[Data extract start]
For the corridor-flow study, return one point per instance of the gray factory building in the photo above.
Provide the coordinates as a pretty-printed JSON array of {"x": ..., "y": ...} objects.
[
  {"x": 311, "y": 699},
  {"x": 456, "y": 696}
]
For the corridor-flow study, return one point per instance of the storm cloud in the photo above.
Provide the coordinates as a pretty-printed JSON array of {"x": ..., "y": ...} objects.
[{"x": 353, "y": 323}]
[Data extract end]
[Data extract start]
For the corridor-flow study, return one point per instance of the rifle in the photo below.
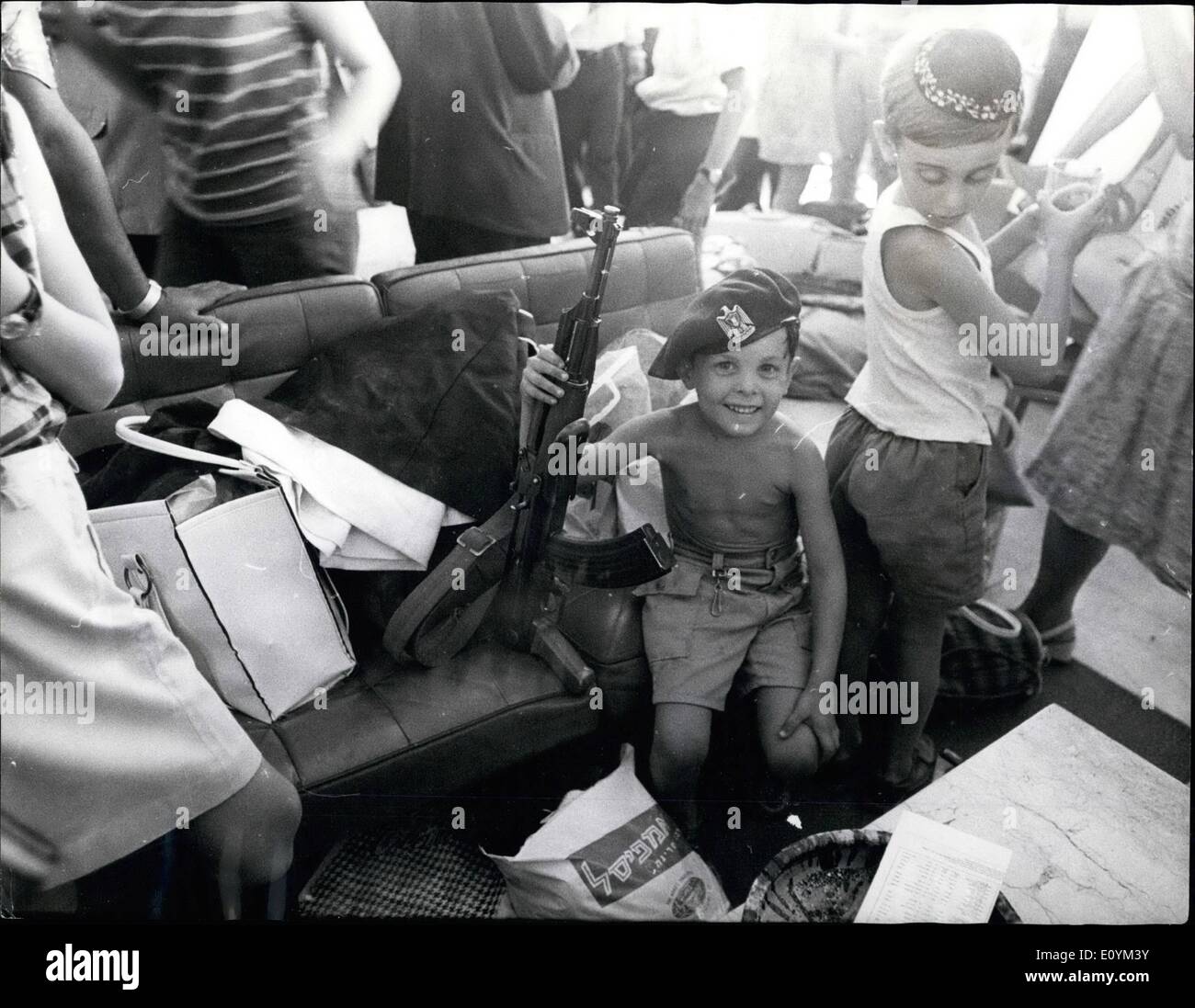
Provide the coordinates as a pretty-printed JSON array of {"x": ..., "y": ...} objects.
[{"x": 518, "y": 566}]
[Data extract end]
• **Problem requirements**
Count the lines in both blocks above that contain the word "corridor", with case counting. Give only the number.

• **Answer to this exercise**
3